Task directions –
Starting at the line that contains "For the evaluation set, pick out each instance of the back" and ending after the line that contains "x=585 y=388", rewrite those records in full, offsetting each x and y coordinate in the answer points by 119.

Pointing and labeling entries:
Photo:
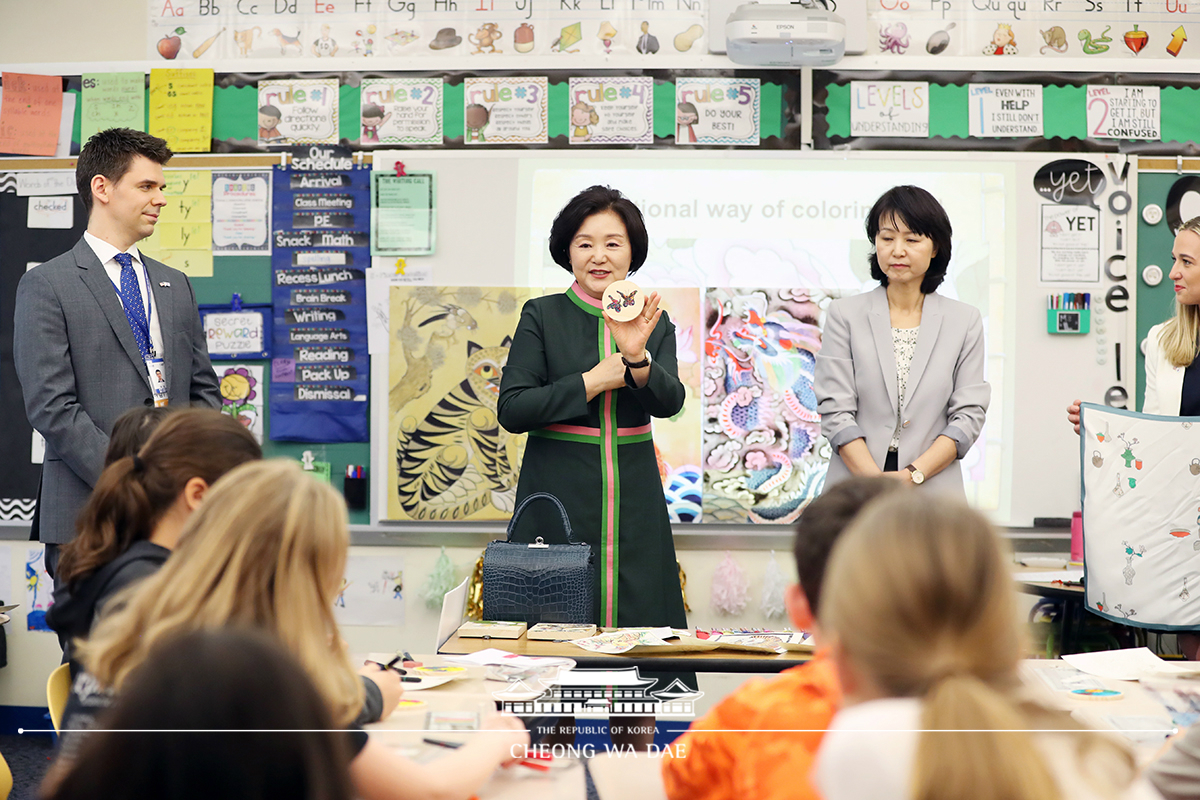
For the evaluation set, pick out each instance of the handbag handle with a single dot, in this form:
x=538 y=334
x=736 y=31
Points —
x=541 y=495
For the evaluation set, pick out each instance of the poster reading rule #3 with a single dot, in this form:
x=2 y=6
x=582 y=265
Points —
x=321 y=252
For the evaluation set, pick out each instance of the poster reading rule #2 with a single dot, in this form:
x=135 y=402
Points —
x=319 y=374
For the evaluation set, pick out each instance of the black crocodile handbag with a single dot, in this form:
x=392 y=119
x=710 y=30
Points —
x=538 y=582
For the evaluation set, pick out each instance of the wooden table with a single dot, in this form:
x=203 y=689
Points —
x=726 y=661
x=406 y=728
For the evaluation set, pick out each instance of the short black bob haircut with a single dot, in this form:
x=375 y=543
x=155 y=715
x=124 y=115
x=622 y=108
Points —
x=598 y=199
x=111 y=152
x=923 y=215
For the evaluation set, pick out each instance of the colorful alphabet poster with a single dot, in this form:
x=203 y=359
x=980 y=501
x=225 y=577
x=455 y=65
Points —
x=611 y=110
x=30 y=113
x=889 y=108
x=241 y=212
x=453 y=459
x=181 y=108
x=762 y=462
x=1141 y=535
x=183 y=238
x=401 y=110
x=112 y=100
x=718 y=110
x=498 y=35
x=298 y=112
x=504 y=110
x=321 y=252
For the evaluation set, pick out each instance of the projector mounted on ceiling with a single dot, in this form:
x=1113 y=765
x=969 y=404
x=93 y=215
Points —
x=785 y=36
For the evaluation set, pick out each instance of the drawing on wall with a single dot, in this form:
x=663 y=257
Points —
x=677 y=439
x=372 y=591
x=761 y=425
x=453 y=459
x=39 y=590
x=241 y=397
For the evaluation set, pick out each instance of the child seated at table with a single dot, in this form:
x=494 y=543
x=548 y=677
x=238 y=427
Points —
x=171 y=744
x=918 y=612
x=267 y=551
x=736 y=750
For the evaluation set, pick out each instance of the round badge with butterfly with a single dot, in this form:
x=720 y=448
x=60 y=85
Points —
x=623 y=300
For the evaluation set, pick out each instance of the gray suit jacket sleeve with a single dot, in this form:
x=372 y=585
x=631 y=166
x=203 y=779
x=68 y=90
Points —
x=967 y=407
x=42 y=356
x=834 y=384
x=205 y=389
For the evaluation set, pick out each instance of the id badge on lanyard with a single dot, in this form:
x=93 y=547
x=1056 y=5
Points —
x=156 y=370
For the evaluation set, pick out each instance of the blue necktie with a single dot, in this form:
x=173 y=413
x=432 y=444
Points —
x=131 y=298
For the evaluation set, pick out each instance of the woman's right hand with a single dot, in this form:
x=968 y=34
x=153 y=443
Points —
x=607 y=376
x=1073 y=415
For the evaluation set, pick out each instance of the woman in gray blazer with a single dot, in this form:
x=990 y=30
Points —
x=899 y=378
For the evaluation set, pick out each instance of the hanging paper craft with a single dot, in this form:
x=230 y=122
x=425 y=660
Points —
x=241 y=396
x=611 y=110
x=319 y=258
x=298 y=112
x=731 y=587
x=39 y=590
x=1141 y=517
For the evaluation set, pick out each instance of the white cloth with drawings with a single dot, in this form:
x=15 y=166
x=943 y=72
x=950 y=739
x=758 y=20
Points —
x=870 y=751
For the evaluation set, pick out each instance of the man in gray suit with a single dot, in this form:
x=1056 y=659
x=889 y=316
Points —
x=93 y=325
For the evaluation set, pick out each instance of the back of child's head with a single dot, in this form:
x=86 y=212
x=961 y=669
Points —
x=132 y=429
x=267 y=549
x=919 y=602
x=136 y=491
x=823 y=521
x=205 y=683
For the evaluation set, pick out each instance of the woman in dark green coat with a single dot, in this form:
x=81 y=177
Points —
x=585 y=388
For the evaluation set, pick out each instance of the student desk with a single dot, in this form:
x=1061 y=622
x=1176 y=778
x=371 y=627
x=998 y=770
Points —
x=405 y=729
x=621 y=776
x=726 y=661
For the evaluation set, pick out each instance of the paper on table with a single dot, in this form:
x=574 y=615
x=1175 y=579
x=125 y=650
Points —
x=30 y=114
x=617 y=642
x=1133 y=663
x=1047 y=576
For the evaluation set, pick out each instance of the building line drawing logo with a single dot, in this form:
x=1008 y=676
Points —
x=598 y=692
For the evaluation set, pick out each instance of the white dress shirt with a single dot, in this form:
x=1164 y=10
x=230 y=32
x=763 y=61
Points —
x=107 y=253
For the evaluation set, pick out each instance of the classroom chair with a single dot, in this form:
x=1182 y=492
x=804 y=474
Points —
x=58 y=689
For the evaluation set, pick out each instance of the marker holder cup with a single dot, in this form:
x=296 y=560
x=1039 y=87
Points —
x=1069 y=320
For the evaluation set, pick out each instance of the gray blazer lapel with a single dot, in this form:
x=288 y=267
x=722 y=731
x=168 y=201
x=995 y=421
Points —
x=162 y=302
x=881 y=328
x=930 y=324
x=96 y=280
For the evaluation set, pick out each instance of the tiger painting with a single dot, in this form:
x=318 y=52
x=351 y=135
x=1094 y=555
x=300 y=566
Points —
x=455 y=462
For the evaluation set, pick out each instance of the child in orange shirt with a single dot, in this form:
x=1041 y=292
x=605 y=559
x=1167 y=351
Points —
x=737 y=751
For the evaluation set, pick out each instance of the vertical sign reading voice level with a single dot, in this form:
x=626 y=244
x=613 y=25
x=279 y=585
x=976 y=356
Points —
x=1123 y=113
x=889 y=108
x=1005 y=110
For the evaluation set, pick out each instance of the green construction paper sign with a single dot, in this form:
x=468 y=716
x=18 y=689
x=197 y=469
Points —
x=403 y=214
x=113 y=100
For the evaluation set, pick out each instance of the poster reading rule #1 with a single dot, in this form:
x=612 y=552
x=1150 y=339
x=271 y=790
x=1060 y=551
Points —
x=321 y=252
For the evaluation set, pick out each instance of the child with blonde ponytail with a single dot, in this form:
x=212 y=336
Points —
x=918 y=611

Problem solution –
For the evaluation set, pick out each instance of the back of child's head with a single dot, in this form:
x=86 y=212
x=961 y=669
Points —
x=251 y=548
x=386 y=668
x=1038 y=721
x=255 y=610
x=942 y=640
x=324 y=802
For the evaluation set, pick out each instance of the woman in dark green coat with a single dot, in this form:
x=81 y=177
Points —
x=704 y=507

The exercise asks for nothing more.